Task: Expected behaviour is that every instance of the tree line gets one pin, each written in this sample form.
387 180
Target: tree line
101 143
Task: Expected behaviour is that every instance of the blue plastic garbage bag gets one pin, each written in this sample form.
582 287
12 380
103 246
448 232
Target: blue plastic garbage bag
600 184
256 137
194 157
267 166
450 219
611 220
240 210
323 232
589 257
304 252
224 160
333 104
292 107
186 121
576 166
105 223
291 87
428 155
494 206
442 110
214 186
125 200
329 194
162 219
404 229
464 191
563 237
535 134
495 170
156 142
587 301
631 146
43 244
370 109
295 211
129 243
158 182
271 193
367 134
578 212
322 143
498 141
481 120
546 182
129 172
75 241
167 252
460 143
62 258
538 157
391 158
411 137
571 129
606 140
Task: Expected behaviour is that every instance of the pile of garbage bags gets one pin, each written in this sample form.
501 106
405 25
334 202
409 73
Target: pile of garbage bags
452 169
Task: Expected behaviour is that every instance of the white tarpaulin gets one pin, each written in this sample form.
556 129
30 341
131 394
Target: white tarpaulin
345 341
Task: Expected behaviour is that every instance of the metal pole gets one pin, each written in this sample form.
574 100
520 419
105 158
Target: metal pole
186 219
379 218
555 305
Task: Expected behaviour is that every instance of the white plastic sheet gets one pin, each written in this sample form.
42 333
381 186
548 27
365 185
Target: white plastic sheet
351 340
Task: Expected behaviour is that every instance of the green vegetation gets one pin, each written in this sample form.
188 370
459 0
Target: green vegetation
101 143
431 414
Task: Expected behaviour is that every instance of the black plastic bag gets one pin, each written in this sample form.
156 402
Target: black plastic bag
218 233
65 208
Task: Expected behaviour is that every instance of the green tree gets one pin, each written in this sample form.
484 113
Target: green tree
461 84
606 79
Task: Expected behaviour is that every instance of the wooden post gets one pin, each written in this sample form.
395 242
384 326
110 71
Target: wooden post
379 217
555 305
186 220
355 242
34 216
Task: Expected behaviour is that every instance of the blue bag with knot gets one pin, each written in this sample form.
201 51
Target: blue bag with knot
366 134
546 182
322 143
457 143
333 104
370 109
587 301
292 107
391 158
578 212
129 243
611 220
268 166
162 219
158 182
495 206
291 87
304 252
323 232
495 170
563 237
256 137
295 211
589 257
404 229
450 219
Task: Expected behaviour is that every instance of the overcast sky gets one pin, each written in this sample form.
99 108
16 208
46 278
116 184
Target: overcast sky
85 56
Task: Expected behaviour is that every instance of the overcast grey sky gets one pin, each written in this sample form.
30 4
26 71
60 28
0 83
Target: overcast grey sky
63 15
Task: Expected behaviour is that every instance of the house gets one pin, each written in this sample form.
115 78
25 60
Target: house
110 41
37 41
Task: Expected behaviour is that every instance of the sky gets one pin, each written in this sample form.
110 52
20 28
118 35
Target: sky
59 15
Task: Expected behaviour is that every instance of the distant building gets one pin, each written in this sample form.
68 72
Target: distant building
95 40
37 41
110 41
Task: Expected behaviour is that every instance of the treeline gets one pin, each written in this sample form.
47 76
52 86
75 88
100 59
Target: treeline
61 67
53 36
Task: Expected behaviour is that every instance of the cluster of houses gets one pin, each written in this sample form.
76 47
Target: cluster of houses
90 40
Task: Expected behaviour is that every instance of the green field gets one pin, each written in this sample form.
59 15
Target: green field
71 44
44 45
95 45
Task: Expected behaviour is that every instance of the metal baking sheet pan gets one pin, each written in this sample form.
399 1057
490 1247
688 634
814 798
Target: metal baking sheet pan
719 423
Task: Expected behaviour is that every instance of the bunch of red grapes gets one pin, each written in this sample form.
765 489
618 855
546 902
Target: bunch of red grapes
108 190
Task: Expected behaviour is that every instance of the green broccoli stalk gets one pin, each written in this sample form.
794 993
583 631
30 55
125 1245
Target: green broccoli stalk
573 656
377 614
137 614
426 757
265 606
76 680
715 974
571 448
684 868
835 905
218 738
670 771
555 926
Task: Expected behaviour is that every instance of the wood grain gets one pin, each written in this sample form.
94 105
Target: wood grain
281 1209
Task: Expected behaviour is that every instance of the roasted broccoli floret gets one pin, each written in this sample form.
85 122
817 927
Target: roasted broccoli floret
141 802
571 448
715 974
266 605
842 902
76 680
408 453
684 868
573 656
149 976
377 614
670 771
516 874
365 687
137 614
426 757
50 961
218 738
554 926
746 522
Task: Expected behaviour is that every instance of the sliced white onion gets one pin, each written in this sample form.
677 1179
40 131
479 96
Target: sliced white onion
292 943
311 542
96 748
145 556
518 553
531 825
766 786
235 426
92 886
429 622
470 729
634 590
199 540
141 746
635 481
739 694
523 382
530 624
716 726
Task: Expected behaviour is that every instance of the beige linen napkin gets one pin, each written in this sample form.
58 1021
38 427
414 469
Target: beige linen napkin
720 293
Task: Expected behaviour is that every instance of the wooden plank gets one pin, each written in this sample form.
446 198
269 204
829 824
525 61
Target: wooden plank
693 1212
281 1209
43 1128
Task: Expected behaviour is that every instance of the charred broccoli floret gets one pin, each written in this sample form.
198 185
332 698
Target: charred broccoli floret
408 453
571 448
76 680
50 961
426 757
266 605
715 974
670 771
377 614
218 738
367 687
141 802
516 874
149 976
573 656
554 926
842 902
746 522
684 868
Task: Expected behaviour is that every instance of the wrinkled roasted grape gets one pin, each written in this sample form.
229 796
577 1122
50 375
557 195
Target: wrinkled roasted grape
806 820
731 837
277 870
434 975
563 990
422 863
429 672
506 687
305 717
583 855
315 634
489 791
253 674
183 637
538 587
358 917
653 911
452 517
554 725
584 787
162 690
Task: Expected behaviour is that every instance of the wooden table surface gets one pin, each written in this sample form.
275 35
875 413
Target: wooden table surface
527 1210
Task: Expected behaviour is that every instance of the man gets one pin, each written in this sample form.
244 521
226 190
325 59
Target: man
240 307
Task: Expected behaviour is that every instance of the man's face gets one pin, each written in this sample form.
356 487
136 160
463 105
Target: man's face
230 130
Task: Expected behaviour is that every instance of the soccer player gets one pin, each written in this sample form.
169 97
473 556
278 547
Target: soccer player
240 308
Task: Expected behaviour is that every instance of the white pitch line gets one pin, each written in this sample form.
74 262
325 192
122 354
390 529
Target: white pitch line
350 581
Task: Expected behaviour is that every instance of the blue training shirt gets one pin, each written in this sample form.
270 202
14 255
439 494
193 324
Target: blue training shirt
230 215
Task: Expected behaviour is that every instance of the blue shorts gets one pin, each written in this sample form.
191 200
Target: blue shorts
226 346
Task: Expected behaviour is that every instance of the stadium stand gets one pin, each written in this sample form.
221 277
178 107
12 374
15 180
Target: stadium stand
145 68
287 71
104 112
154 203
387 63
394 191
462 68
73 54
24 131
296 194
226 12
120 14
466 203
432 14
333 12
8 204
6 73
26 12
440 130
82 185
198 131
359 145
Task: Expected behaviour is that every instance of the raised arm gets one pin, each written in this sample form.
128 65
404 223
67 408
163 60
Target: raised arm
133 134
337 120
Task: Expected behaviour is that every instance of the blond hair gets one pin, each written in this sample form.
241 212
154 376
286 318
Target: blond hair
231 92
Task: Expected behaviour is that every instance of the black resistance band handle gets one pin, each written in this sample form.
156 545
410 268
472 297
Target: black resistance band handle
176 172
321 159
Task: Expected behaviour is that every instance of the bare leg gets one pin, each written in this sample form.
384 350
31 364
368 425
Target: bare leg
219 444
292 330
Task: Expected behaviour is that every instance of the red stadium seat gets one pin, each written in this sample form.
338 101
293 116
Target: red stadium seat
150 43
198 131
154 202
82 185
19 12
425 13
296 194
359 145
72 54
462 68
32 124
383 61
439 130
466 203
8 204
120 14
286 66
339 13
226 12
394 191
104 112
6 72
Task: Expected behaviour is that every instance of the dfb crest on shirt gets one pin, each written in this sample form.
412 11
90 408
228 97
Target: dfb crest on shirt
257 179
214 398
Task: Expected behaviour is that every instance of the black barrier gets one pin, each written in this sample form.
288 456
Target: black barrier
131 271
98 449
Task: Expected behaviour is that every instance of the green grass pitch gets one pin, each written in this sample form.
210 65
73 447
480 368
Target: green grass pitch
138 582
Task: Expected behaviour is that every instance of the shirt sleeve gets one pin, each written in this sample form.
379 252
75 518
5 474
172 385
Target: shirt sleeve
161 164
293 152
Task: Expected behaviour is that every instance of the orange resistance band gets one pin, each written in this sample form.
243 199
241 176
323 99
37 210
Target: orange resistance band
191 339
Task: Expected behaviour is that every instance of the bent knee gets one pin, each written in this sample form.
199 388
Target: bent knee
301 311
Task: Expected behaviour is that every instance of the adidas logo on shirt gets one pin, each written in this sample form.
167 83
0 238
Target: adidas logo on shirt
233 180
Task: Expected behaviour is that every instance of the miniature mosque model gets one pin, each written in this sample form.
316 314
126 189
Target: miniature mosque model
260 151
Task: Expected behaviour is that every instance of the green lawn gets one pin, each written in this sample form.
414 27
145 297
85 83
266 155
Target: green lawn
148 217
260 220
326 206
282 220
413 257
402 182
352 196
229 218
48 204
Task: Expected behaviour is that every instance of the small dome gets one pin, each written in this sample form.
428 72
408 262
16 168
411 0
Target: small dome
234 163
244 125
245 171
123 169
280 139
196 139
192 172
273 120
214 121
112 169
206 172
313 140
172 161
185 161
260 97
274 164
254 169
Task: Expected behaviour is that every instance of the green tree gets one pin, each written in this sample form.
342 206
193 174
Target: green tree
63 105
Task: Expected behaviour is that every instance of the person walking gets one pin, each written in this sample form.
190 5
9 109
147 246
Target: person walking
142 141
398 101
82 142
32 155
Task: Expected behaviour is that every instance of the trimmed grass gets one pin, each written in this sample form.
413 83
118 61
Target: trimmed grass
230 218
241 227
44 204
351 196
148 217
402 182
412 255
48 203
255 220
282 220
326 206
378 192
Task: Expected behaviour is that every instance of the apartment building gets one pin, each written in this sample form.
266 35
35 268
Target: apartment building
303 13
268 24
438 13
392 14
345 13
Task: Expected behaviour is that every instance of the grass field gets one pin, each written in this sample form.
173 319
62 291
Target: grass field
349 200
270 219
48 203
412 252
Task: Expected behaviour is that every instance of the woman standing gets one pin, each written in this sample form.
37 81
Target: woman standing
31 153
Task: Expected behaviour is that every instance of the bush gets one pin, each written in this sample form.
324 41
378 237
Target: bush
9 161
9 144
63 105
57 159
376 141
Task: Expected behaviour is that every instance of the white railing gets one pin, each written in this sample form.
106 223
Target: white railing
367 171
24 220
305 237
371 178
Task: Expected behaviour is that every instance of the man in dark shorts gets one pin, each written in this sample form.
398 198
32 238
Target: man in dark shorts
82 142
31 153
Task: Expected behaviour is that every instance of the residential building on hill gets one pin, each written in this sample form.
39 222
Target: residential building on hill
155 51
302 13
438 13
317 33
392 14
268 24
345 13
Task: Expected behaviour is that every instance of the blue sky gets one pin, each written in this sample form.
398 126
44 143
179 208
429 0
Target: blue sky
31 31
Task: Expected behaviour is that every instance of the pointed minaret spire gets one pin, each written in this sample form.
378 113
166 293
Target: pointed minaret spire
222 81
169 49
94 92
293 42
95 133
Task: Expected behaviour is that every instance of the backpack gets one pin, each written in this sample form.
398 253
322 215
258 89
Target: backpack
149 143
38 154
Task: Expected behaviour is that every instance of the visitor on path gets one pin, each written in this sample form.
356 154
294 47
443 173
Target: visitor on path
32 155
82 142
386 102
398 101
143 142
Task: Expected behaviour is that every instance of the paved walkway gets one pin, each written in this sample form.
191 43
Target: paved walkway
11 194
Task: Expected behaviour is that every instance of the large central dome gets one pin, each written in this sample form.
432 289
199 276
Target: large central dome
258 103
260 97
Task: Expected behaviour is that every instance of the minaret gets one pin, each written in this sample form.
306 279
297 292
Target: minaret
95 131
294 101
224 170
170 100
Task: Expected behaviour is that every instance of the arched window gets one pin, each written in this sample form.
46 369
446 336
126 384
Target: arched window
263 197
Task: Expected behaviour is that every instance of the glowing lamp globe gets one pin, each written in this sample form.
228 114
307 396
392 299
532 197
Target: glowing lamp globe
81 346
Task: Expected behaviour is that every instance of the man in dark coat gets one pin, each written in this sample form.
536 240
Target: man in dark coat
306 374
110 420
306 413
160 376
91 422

* Exercise description
Copy out exactly the lines from the line with "dark coat gets" to the end of the listing, including both of those lines, and give nothing else.

* Answer to this exercise
Task: Expected behaviour is that every instance of the man in dark coat gets one pin, each written in this sample form.
536 240
Target: man in dark coat
306 374
110 420
306 413
160 376
91 422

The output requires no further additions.